(Stored data entries)

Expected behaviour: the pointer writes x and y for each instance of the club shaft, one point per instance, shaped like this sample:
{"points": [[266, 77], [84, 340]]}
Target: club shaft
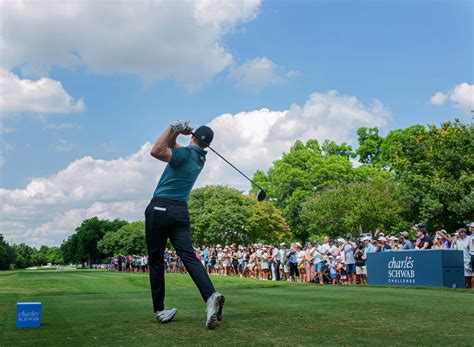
{"points": [[228, 162]]}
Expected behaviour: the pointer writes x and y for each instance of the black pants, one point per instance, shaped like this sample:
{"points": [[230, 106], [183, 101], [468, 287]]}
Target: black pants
{"points": [[294, 270], [276, 269], [170, 219]]}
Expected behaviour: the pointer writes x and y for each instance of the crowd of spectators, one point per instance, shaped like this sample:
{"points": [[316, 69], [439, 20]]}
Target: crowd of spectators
{"points": [[333, 261]]}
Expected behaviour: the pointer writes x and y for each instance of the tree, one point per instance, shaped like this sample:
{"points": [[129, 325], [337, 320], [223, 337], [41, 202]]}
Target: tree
{"points": [[306, 169], [370, 143], [129, 239], [7, 254], [349, 208], [222, 215], [42, 255], [435, 164], [82, 246], [26, 256], [54, 256]]}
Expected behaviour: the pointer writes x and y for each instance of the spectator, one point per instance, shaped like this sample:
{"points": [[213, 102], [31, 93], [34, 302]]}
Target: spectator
{"points": [[275, 262], [292, 258], [382, 245], [405, 243], [308, 262], [462, 242], [332, 269], [320, 251], [284, 253], [347, 248], [361, 270], [300, 258]]}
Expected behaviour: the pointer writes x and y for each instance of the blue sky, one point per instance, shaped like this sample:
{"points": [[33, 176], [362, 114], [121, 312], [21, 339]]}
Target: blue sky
{"points": [[397, 52]]}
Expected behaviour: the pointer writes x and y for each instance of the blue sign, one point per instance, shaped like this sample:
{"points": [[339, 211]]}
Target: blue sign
{"points": [[28, 314], [439, 268]]}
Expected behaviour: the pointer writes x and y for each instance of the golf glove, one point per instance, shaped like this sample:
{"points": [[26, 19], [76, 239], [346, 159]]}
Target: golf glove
{"points": [[180, 126]]}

TASK TO COMPLETE:
Make an exact copy of the data, leaving its pictures out.

TASK RESULT:
Expected behaviour: the pointer writes x and y for each instance of the club shaft, one point per instance, shaped like this sample:
{"points": [[266, 77], [84, 340]]}
Target: club shaft
{"points": [[228, 162]]}
Expected behaviour: the pointer writes x and y for each instance of the black pants, one point per instance, shaped like this sample:
{"points": [[230, 106], [183, 101], [468, 287]]}
Target: black pants
{"points": [[294, 270], [276, 269], [170, 219]]}
Expected behaviour: the pointer writes x and y for each instance of the crowd of spectators, one point per instance, shaped like this sample:
{"points": [[316, 69], [439, 20]]}
Target: crowd of spectators
{"points": [[333, 261]]}
Expected behaviour: the pointer writes x and y for each instance of the tree, one point per instance, shaped like this sample:
{"points": [[129, 325], [337, 320], [223, 337], [41, 202]]}
Target: tree
{"points": [[306, 169], [370, 143], [129, 239], [7, 254], [349, 208], [222, 215], [42, 255], [435, 164], [82, 246], [26, 256], [54, 256]]}
Expected behaviour: the pointer writes x and y for each instance of the spectator, one point per instance, shaped like this sample:
{"points": [[213, 102], [31, 93], [34, 302]]}
Target: spectator
{"points": [[275, 262], [292, 258], [382, 245], [405, 243], [308, 262], [462, 242], [332, 269], [320, 251], [284, 253], [347, 248], [361, 270], [300, 258]]}
Expected behaviour: the pointer writes x and y for each instance of the blue sky, one point per instance, shaped like this sample:
{"points": [[33, 176], [362, 114], [121, 312], [21, 339]]}
Target: blue sky
{"points": [[397, 52]]}
Expected behaviour: the pointer writes x and y for each instance of the blue sign, one point per instance, shaped like this sample:
{"points": [[339, 211]]}
Target: blue sign
{"points": [[28, 314], [439, 268]]}
Expected behaviour: the pointer writes x and y for each instance of the golf glove, one point per instance, shaped like this sample:
{"points": [[26, 19], [76, 239], [346, 159]]}
Target: golf glove
{"points": [[180, 126]]}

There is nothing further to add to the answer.